## Task prompt
Reproduce word for word the part of the housing-market comment thread between "February 11, 2008 8:51" and "numbers are skewed.", inclusive.

## Extracted text
That’s huge. When more and more (desperate, as there aren’t really many discretionary ones) sellers have to compete against more and more bank-owned properties, prices on “people-owned” will have to give more. Too many real people are living in 2003-2004 fantasy land (most have given up on 2005 prices at least). Prices are coming back to 2000-2001 levels, at the most.
February 11, 2008 8:51 AM
garrett said:
very interesting to see the different takes. people are nervous and they should be. all of these foreclosures will surely change the market in one way or another, it’s just important to digest news in a subjective way. evaluate where it is coming from, how valuable the source, etc. somebody is going to benefit from all these foreclosures and some will hurt from them. my fingers are crossed that it doesn’t get too bad–hopefully not too many renters and owners lose their homes or a solution can be found to minimize such an occurrence.
February 11, 2008 8:55 AM
anna said:
I was really interested in your info, Garrett. I didn’t know how Realty Trac compiled their data, and you have to be right that the numbers are skewed.
David, since regardless the numbers are still high, when do you predict we start seeing real problems in SF? Not couting District 10, things are still pretty stable here. I was wondering if that reflected the affluence of most buyers in this city, but maybe it’s more that the worst is yet to come. (?)
February 11, 2008 11:39 AM
monique torio said:
Great article. I agree that the media is really feeding huge doses of fear in people’s minds. Fear is a formidable enemy. When potential buyers are running scared, then the housing market continues to be in a standstill or worse. Thanks for the positive spin on things, I think more writers need to come up and write inspiring stories in the face of a seemingly bad economy. Always check the source of information and don’t believe everything you hear, especially from the media. Keep smiling everyone. Cheers!
February 11, 2008 12:05 PM
David said:
SF will naturally be last to the party. Some R.E. prof at UCLA had a great map of LA back during the last blow-up from 1989-1997. The map showed just like now, the boom spread from the best neighborhoods to the worst, with the worst/cheapest showing the greatest percentage increase. Then during the bust the exact opposite happened–the worst/cheapest areas dropped first, the most and the fastest, while the best areas dropped last, the least, and the slowest.
I’d guess at least a 2 year lag. And again, the best areas might not even see much of a nominal decline–just in inflation-adjusted dollars.
Prices in Oakland are already 10%+ below the peak, they’ll drop another 20-30% at least if the particular house hasn’t already, and do so in the next 2-3 years. SF will drop maybe 5-10%, and only begin in the next year or two.
But if I could predict the future perfectly, I’d be retired to my private island by now.
February 11, 2008 12:10 PM
david said:
PS. One thing I do know–in a declining market, you want to “move up” to as nice of a neighborhood as you can afford, in order to both shield yourself from price declines and also because that nice ‘hood is probably more affordable. In an appreciating market, you want to buy or invest in marginal/border ‘hoods to take advantage of maximum percentage returns.

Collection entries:
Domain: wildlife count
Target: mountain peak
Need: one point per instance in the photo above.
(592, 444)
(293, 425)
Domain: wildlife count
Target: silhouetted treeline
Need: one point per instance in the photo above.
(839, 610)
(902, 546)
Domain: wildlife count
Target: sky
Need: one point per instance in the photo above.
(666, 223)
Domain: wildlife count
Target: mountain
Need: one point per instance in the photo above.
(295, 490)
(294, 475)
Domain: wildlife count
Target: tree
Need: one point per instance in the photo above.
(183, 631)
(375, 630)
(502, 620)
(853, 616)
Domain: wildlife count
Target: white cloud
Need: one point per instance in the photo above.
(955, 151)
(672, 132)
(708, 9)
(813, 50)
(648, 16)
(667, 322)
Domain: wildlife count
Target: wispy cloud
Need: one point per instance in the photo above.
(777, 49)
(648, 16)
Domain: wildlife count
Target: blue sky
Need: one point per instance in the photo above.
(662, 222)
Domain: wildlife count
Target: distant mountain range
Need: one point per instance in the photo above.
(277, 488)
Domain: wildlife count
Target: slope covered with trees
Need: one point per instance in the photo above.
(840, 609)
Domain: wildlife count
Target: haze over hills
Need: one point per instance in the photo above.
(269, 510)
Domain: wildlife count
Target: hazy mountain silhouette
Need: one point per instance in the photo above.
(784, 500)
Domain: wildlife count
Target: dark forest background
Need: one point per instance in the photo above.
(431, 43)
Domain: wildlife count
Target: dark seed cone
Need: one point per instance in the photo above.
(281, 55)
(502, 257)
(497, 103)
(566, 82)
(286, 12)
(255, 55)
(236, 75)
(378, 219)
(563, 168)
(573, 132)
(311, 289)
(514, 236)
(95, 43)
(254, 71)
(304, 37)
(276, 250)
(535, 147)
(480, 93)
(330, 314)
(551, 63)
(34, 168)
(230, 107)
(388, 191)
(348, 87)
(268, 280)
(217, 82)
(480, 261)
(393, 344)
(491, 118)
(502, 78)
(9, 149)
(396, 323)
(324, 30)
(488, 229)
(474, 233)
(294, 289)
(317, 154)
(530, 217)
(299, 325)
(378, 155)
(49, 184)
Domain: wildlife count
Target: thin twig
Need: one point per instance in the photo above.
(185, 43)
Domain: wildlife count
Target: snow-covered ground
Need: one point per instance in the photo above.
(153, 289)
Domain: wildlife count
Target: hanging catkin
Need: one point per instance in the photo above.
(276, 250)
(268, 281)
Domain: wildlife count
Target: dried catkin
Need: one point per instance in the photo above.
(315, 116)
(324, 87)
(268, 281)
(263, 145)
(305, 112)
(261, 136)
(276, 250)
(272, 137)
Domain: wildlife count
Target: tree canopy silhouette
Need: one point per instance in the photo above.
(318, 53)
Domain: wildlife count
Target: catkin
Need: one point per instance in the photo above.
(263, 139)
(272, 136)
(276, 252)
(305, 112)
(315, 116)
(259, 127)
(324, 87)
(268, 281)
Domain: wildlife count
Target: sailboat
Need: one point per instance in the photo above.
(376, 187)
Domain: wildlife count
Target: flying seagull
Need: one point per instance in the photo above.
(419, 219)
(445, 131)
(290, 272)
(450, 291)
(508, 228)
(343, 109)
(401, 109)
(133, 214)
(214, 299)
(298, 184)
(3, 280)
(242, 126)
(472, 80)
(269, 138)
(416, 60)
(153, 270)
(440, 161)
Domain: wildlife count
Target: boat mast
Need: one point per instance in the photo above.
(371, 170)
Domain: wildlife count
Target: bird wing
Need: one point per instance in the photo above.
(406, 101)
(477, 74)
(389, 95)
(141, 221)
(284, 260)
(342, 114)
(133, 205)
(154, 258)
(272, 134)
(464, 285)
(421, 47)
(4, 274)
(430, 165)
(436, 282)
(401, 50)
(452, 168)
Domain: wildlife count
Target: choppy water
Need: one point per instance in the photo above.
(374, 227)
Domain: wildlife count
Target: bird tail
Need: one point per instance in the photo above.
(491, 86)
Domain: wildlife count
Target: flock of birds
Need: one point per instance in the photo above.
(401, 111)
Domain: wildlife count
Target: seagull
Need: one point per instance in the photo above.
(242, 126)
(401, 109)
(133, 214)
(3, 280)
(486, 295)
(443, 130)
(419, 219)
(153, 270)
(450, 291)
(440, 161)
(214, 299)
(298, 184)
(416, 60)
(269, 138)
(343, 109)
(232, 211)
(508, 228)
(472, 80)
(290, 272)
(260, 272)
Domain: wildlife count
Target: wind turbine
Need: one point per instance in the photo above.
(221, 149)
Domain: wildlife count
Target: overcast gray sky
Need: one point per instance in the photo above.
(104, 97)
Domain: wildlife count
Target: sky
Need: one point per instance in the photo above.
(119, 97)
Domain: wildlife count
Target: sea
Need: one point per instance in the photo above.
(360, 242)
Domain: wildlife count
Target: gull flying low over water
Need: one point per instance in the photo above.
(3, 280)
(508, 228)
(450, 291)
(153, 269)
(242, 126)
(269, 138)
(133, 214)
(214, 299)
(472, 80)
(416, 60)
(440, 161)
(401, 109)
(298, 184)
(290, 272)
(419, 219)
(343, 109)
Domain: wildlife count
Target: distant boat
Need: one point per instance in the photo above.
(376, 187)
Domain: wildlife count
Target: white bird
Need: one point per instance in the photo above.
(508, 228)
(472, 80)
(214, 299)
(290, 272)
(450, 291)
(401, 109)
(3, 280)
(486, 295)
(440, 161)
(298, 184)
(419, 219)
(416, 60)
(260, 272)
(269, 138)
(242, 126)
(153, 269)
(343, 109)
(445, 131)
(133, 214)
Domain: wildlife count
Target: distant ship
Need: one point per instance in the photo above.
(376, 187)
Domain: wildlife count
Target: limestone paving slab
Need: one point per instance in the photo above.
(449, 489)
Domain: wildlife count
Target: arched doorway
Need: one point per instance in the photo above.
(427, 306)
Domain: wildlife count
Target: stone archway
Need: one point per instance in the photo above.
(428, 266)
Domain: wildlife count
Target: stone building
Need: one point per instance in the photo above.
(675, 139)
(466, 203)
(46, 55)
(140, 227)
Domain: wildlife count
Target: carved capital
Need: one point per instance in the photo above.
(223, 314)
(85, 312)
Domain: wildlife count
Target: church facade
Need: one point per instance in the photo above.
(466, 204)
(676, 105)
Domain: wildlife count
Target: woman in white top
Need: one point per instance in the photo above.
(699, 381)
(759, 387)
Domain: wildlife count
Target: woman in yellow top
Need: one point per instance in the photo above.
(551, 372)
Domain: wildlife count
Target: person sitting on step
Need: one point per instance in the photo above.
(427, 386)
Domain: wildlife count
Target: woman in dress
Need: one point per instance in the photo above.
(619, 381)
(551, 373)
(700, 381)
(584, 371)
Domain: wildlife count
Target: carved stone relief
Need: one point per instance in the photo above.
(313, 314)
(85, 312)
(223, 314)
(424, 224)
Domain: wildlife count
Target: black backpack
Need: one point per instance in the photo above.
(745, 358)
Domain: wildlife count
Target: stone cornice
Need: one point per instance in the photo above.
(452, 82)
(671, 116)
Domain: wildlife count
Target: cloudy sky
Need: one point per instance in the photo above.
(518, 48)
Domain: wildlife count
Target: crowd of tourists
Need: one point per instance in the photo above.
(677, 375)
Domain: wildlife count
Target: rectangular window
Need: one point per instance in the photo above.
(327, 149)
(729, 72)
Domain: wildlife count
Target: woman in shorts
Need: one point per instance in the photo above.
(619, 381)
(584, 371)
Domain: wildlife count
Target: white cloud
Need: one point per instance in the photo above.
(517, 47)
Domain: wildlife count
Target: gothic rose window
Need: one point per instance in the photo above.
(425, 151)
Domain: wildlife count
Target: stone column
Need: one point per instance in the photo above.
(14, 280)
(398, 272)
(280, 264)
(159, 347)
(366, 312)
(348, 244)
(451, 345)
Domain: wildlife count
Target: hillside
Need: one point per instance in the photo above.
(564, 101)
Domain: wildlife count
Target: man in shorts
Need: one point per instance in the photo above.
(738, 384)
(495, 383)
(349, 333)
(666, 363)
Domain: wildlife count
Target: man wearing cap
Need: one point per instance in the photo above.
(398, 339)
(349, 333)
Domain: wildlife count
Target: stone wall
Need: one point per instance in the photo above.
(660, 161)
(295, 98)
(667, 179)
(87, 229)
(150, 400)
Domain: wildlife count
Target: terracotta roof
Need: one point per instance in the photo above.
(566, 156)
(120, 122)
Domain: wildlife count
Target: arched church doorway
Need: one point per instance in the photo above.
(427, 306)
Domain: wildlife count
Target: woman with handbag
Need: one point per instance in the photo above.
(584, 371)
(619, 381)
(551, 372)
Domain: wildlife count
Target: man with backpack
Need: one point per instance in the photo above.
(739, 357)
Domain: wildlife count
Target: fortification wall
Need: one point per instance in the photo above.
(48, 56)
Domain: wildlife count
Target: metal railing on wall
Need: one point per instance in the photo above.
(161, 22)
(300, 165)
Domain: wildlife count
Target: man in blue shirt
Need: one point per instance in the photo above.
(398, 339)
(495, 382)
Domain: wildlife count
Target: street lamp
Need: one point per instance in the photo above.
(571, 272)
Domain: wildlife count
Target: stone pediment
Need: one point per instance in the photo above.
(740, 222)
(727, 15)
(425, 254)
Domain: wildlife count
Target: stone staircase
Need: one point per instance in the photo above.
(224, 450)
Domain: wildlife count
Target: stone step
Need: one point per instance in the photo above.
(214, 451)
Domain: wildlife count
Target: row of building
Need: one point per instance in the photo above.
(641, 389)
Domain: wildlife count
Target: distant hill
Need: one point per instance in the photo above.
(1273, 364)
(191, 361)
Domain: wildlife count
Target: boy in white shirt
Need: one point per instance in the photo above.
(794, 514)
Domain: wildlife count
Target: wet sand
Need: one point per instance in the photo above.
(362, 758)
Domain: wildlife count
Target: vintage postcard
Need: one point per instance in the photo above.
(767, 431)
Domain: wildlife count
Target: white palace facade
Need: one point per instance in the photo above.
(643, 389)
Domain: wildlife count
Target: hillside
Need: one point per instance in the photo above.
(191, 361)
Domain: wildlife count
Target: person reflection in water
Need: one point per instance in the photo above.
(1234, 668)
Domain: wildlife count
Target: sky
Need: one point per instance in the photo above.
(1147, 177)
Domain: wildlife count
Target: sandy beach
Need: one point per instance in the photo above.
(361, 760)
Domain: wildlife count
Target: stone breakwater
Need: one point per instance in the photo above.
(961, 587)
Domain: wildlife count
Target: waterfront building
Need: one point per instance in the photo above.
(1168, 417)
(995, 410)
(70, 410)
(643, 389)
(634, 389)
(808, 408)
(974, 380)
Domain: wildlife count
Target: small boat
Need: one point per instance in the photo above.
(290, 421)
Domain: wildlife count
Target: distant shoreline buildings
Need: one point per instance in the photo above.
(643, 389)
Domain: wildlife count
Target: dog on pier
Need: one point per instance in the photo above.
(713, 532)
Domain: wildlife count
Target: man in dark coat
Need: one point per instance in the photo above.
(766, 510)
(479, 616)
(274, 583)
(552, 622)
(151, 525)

## Task answer
February 11, 2008 8:51 AM
garrett said:
very interesting to see the different takes. people are nervous and they should be. all of these foreclosures will surely change the market in one way or another, it’s just important to digest news in a subjective way. evaluate where it is coming from, how valuable the source, etc. somebody is going to benefit from all these foreclosures and some will hurt from them. my fingers are crossed that it doesn’t get too bad–hopefully not too many renters and owners lose their homes or a solution can be found to minimize such an occurrence.
February 11, 2008 8:55 AM
anna said:
I was really interested in your info, Garrett. I didn’t know how Realty Trac compiled their data, and you have to be right that the numbers are skewed.